◆ Task prompt:
Reproduce each of the following items line for line, leaving out the pictures.

[Rows from a segmentation dataset]
◆ ◆ ◆ ◆

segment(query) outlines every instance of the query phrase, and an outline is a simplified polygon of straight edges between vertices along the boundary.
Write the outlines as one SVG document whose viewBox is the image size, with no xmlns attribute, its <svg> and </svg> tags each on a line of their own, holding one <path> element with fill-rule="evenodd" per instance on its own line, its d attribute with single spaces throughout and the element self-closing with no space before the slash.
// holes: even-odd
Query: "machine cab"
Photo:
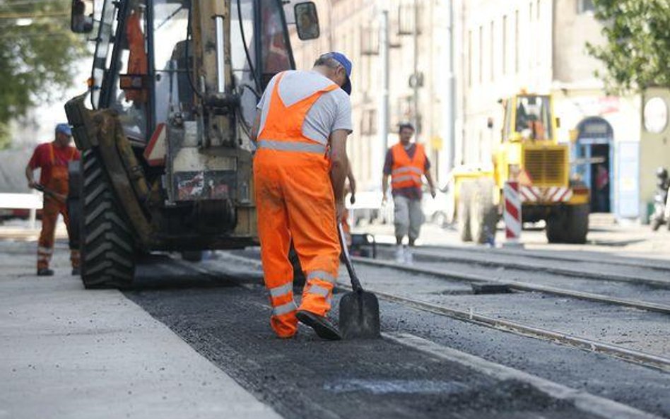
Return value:
<svg viewBox="0 0 670 419">
<path fill-rule="evenodd" d="M 505 105 L 504 141 L 553 141 L 556 120 L 553 103 L 547 95 L 522 93 L 507 100 Z"/>
<path fill-rule="evenodd" d="M 201 76 L 194 73 L 199 45 L 189 20 L 194 8 L 208 3 L 216 2 L 103 0 L 102 9 L 94 13 L 93 0 L 73 0 L 73 31 L 97 28 L 90 105 L 117 111 L 126 135 L 136 145 L 147 143 L 171 114 L 189 117 L 196 111 L 195 102 L 205 89 Z M 296 25 L 300 39 L 313 39 L 319 36 L 318 18 L 311 2 L 225 3 L 230 6 L 230 32 L 225 33 L 230 34 L 231 93 L 239 104 L 238 122 L 248 128 L 270 78 L 295 68 L 289 25 Z M 94 18 L 95 24 L 80 24 Z"/>
</svg>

◆ ◆ ◆ ◆

◆ Correct result:
segment(query) outlines every instance of the query phrase, and an outline is a simplified polygon of straight edges between vertices along the boundary.
Write the outlines as one SVG document whose viewBox is the image size, with no xmlns attribute, its <svg> and </svg> tags each on a line of their own, holding one <path> element with fill-rule="evenodd" per instance on its own line, its d attribute with single spaces throughout and the element self-closing with no space before the slash.
// holes: even-odd
Query: "machine cab"
Photo:
Return value:
<svg viewBox="0 0 670 419">
<path fill-rule="evenodd" d="M 505 105 L 504 141 L 553 141 L 556 120 L 553 103 L 547 95 L 522 93 L 507 100 Z"/>
<path fill-rule="evenodd" d="M 201 76 L 194 73 L 199 45 L 189 20 L 194 8 L 208 3 L 216 2 L 103 0 L 102 9 L 94 13 L 93 0 L 73 0 L 73 31 L 97 28 L 90 105 L 117 111 L 126 135 L 136 145 L 147 143 L 171 114 L 189 117 L 196 111 L 195 102 L 205 89 Z M 296 25 L 300 39 L 313 39 L 319 36 L 318 18 L 311 2 L 225 3 L 230 6 L 230 32 L 225 33 L 230 34 L 231 93 L 239 104 L 238 122 L 248 128 L 270 78 L 295 68 L 289 25 Z M 94 18 L 95 24 L 80 24 Z"/>
</svg>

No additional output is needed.